The undersigned is, or is expected to become, a director and/or
executive officer of The Progressive Corporation, an Ohio
corporation (the "Corporation"), certain securities of which are
registered pursuant to Section 12 of the Securities Exchange Act
of 1934, as amended (the "Act").  The undersigned hereby makes,
constitutes and appoints Daniel P. Mascaro, Laurie F. Humphrey,
Michael R. Uth, David M. Coffey, and Allyson L. Bach, and each of
them, my true and lawful attorney-in-fact and agent, with full
power of substitution and resubstitution, for me and in my name,
place and stead, as my attorney-in-fact and agent, to:

a.  prepare, sign and file a Form ID, or successor form, to obtain
any EDGAR or other codes necessary for the undersigned to file
documents with the Securities and Exchange Commission, and to
prepare and sign any and all Forms 3, 4 and 5, or successor forms,
and any and all amendments or supplements thereto, in order to
report, pursuant to Section 16(a) of the Act, the number of the
Common Shares and other securities (including any derivative securities)

------------------------------------

TASKS TO COMPLETE
1. According to the power of attorney excerpt, The Progressive Corporation is a corporation of which state?
2. List every person the power of attorney excerpt names as an attorney-in-fact and agent.

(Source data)
------------------------------------

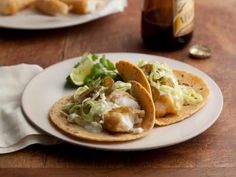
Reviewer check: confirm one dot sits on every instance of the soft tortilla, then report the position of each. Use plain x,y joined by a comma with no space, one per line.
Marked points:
143,98
129,71
199,86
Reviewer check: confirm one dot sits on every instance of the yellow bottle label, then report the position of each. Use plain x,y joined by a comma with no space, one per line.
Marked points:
183,17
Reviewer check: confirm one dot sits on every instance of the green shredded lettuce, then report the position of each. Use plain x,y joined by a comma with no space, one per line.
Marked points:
122,86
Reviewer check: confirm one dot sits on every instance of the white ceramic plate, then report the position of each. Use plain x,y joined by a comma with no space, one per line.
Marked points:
48,86
31,20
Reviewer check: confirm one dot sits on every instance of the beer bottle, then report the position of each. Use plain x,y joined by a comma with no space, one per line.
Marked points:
167,24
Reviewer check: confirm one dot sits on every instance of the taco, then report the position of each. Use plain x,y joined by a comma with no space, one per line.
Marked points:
109,112
176,94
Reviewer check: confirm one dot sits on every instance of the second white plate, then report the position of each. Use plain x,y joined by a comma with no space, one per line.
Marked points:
31,20
48,86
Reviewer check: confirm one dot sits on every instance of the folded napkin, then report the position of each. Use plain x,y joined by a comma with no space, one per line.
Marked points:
15,131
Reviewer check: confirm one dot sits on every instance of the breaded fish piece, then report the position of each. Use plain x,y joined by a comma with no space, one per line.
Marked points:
52,7
10,7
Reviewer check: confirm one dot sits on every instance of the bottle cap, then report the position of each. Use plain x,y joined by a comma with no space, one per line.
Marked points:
199,51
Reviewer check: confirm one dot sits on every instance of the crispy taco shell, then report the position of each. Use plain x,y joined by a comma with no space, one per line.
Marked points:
137,90
199,86
129,71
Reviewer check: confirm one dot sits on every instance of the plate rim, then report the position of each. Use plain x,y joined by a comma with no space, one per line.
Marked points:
93,145
59,25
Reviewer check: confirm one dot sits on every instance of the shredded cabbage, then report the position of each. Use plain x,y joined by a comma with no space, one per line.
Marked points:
122,86
190,95
163,78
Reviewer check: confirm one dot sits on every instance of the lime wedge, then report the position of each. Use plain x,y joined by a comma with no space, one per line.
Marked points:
79,73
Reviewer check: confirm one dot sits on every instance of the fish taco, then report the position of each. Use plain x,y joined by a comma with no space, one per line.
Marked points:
176,94
108,112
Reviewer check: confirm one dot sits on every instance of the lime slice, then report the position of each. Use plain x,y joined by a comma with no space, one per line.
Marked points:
79,73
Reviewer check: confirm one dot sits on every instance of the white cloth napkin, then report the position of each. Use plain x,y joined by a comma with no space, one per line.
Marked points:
15,131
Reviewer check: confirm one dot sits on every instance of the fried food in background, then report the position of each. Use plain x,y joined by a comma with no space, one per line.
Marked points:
83,6
10,7
52,7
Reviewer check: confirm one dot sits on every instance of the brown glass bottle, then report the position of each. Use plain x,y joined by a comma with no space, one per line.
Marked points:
167,24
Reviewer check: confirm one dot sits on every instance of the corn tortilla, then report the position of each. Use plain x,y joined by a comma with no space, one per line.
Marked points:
199,86
74,130
130,71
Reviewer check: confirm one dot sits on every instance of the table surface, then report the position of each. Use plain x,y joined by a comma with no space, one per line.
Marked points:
213,153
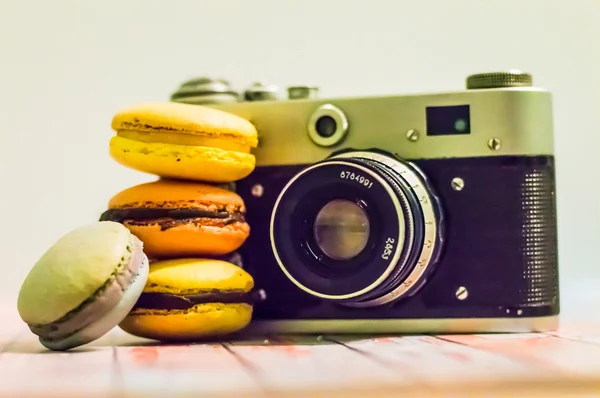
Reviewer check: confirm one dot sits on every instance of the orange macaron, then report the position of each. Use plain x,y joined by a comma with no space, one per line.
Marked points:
180,218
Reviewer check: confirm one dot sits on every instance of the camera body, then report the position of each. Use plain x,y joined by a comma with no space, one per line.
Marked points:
423,213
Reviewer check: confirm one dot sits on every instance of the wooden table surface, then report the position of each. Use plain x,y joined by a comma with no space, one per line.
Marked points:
561,364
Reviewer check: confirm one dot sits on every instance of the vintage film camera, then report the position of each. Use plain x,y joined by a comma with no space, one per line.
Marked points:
426,213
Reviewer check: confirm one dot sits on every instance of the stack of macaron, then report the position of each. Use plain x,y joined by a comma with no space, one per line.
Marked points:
186,222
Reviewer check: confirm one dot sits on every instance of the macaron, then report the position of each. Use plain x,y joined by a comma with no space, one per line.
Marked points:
83,285
177,218
184,141
191,299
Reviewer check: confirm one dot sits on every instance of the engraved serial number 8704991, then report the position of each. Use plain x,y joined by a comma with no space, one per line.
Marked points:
350,175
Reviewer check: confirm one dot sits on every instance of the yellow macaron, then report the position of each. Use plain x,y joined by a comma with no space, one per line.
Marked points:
184,141
191,299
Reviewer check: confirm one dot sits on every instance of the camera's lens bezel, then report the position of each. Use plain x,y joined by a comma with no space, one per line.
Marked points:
418,217
294,214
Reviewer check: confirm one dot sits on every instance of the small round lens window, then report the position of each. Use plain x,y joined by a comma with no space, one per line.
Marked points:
341,229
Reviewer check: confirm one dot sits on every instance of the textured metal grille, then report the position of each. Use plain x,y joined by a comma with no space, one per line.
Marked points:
539,238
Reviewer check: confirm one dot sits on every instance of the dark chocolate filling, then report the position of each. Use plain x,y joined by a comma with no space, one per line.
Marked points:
165,301
144,213
169,218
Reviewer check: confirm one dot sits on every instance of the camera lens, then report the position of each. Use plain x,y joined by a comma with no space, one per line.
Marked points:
326,126
341,229
361,228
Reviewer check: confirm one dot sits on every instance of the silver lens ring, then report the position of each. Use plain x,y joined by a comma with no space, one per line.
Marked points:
393,257
431,240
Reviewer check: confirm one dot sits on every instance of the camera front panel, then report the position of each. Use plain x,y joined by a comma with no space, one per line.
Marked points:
498,259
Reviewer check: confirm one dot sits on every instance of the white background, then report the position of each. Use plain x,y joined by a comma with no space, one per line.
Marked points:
67,66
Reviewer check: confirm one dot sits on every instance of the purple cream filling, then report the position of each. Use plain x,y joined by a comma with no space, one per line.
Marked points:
103,302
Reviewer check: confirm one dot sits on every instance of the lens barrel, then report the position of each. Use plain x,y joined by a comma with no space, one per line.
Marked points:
404,229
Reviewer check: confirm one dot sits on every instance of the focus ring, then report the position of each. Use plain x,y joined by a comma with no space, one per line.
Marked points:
411,239
431,222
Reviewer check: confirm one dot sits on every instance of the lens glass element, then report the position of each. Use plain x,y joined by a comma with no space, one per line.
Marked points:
341,229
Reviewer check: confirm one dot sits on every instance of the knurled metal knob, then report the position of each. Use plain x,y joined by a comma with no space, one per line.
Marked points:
205,91
513,78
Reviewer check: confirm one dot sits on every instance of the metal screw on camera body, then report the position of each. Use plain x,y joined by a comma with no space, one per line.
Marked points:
412,135
257,190
494,144
458,183
462,293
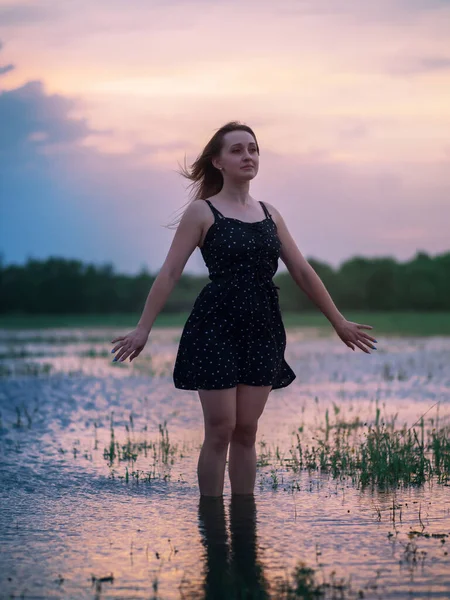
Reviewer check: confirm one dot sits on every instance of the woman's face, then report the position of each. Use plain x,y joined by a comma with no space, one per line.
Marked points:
238,151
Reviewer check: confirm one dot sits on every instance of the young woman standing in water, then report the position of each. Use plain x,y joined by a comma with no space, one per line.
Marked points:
232,346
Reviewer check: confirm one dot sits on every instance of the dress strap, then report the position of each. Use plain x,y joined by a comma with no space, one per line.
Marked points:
216,213
266,212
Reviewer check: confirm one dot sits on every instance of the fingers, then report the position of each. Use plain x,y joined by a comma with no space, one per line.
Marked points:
363,348
367,336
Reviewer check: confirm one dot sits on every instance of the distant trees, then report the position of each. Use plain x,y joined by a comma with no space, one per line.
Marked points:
62,286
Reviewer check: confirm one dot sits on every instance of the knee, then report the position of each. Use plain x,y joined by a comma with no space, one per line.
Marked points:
245,434
219,435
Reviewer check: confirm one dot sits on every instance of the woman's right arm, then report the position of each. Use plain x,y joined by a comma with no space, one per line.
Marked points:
186,239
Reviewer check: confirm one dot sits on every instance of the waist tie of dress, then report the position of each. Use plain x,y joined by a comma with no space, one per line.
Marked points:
262,270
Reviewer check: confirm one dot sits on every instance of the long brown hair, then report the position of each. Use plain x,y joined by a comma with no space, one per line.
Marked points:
206,180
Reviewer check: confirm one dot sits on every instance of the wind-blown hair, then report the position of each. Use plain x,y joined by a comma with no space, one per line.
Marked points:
206,180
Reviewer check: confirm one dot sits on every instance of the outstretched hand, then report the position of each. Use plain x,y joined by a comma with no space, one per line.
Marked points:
131,344
351,334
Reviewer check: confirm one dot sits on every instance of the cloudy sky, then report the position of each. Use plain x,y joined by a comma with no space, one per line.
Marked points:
100,102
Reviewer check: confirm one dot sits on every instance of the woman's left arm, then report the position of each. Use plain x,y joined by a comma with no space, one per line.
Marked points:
307,279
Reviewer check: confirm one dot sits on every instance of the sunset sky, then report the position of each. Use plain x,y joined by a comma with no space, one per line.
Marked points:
100,101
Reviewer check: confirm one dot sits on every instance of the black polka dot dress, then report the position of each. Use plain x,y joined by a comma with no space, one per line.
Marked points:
235,333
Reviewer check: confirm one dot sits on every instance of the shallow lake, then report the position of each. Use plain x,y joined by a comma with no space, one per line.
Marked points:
99,493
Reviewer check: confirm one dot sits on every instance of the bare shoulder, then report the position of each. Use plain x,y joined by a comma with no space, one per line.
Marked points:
276,215
196,212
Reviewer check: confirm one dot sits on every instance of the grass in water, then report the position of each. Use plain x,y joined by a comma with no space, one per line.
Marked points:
384,456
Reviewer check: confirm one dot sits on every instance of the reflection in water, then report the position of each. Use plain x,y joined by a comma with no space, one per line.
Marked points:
236,572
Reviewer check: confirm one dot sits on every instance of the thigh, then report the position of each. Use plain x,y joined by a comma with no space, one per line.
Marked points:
250,403
219,407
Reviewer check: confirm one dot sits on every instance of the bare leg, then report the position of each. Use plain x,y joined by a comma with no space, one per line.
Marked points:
250,403
219,412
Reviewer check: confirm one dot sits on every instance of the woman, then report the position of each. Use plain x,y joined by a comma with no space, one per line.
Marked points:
232,346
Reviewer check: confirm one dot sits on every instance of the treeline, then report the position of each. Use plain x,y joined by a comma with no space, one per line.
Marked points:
62,286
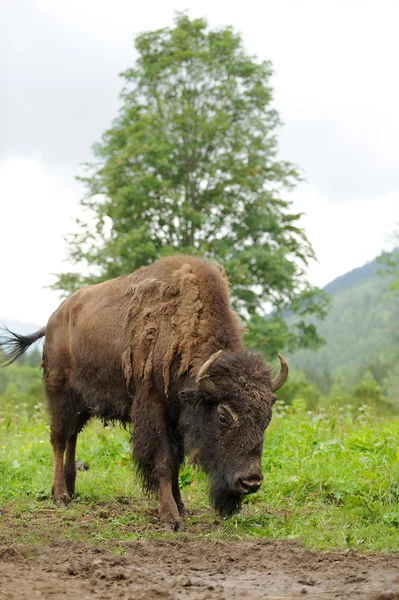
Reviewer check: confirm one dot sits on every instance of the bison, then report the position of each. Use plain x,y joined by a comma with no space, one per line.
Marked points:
163,350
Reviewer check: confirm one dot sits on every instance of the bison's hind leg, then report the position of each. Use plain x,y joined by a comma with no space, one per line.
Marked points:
66,420
70,454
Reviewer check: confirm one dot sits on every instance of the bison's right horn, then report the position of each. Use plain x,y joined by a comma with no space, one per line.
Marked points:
281,378
203,379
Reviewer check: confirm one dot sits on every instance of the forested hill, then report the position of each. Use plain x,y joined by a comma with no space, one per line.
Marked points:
361,327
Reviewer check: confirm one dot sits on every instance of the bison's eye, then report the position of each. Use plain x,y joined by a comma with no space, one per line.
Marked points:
222,419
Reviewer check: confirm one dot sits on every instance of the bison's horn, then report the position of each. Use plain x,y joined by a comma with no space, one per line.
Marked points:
281,378
203,379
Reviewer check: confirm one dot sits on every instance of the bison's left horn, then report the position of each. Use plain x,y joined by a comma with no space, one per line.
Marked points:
203,379
281,378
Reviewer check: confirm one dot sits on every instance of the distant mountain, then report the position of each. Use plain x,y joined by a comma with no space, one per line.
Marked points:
362,325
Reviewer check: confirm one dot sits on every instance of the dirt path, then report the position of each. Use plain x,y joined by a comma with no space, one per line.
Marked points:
195,570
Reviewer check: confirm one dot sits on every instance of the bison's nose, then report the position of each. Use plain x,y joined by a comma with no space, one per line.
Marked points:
248,484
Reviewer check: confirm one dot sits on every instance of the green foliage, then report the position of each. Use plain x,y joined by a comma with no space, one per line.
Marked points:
190,166
299,388
360,330
390,260
331,480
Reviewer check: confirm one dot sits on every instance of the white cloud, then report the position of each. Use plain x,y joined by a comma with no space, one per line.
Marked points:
347,234
36,210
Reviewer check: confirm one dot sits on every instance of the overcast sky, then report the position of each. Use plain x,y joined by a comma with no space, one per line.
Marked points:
336,87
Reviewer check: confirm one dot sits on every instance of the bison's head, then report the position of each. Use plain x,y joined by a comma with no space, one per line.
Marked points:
224,418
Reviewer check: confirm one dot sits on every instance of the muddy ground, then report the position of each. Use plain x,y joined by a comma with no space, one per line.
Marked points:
189,569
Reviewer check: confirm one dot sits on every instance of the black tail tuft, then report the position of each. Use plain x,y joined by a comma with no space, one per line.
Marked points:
13,345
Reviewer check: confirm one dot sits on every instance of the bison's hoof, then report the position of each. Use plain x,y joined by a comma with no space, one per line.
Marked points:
174,527
62,501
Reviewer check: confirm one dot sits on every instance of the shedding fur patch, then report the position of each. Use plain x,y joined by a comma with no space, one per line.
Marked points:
168,319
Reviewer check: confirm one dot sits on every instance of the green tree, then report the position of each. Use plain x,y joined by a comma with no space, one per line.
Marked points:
190,165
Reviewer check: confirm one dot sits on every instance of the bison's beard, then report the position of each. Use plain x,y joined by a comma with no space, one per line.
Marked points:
223,500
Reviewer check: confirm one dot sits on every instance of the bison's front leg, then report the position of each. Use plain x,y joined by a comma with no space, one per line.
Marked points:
168,510
154,455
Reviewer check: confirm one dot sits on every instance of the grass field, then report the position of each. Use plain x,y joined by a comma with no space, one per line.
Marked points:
331,481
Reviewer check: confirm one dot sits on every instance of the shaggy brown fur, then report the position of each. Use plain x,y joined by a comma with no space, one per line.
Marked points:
130,349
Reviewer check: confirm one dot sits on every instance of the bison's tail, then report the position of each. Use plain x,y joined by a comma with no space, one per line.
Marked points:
13,345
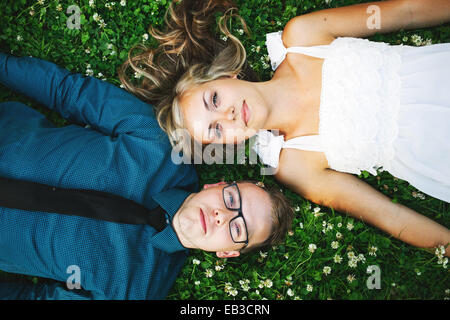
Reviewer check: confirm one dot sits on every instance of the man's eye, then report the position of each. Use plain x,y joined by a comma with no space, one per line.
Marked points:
218,130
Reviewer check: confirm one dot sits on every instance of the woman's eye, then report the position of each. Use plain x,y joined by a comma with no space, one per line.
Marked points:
218,130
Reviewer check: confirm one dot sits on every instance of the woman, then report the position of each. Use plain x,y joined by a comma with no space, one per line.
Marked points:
341,104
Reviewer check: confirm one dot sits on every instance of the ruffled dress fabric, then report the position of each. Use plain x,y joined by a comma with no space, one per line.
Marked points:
383,107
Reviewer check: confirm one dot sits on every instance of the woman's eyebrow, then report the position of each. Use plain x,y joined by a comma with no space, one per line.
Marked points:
205,103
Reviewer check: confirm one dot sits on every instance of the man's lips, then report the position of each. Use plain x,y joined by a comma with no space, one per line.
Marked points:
245,113
203,221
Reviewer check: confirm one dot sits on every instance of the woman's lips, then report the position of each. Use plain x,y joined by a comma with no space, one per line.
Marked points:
245,113
202,221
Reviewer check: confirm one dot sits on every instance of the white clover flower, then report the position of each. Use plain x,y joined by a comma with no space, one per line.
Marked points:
245,284
326,270
312,247
350,278
209,273
353,263
361,258
373,251
416,39
337,259
334,244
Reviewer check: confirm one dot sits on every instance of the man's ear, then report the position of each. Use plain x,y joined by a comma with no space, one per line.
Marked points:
228,254
206,186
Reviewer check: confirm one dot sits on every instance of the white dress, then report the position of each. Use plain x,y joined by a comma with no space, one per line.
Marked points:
382,107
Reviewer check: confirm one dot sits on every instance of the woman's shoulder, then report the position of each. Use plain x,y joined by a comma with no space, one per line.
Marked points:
301,32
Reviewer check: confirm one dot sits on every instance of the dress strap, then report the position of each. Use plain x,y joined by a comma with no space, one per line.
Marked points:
277,51
307,143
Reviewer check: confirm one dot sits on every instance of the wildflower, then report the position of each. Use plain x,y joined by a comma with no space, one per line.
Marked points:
326,270
350,278
312,247
416,39
361,258
290,292
335,245
353,263
317,212
337,259
373,251
209,273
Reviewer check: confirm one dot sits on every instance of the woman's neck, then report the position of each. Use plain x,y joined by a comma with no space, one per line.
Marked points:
285,105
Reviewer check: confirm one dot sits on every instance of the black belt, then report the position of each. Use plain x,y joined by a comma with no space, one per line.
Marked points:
31,196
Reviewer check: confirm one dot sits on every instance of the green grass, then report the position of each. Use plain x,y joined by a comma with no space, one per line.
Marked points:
282,272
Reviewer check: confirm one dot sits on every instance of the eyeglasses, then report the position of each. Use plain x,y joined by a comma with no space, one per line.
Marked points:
237,225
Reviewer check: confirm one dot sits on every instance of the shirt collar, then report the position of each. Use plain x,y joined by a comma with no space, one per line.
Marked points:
170,201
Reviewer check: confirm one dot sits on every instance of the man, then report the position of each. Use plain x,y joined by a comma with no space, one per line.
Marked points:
115,151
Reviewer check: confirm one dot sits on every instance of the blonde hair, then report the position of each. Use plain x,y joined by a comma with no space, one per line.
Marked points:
188,54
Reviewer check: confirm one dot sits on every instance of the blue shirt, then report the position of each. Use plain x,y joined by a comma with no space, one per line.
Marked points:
115,145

------------------------------------

EXPECTED ANSWERS
1. Ohio

2. Daniel P. Mascaro, Laurie F. Humphrey, Michael R. Uth, David M. Coffey, Allyson L. Bach